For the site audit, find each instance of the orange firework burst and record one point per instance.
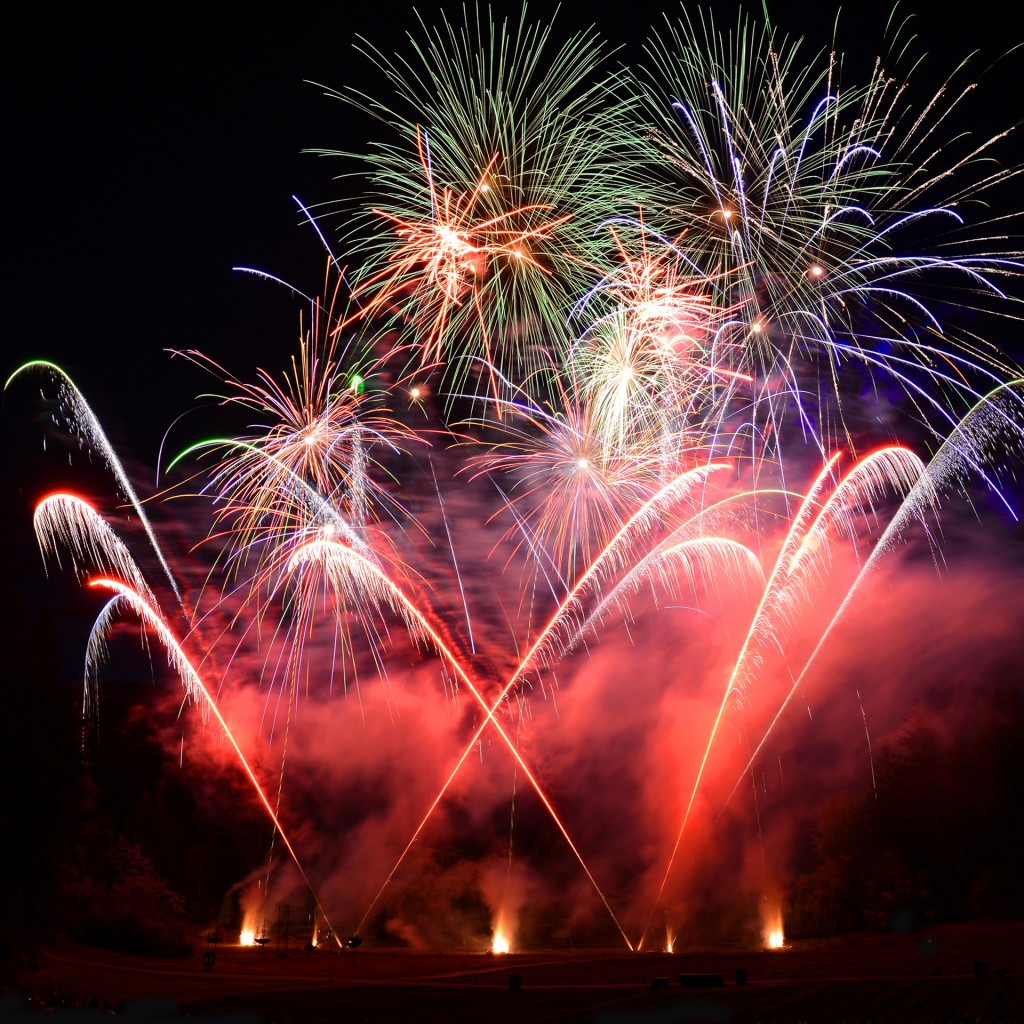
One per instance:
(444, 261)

+ + +

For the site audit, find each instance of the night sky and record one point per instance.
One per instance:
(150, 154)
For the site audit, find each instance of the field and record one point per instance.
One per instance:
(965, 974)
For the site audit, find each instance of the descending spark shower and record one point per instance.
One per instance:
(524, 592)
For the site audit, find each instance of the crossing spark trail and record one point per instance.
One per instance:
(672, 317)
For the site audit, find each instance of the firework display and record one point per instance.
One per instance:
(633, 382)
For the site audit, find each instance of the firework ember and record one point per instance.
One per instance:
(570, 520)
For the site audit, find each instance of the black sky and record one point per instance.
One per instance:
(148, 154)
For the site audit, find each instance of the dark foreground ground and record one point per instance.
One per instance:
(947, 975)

+ + +

● What the task requires
Search term "spark": return each line of the data that contains it.

● Expected output
For the site audit, find each instance of the descending spark shower and record one point per instance.
For the site audit, find each instance of the crossing spark trail and record one point per instance.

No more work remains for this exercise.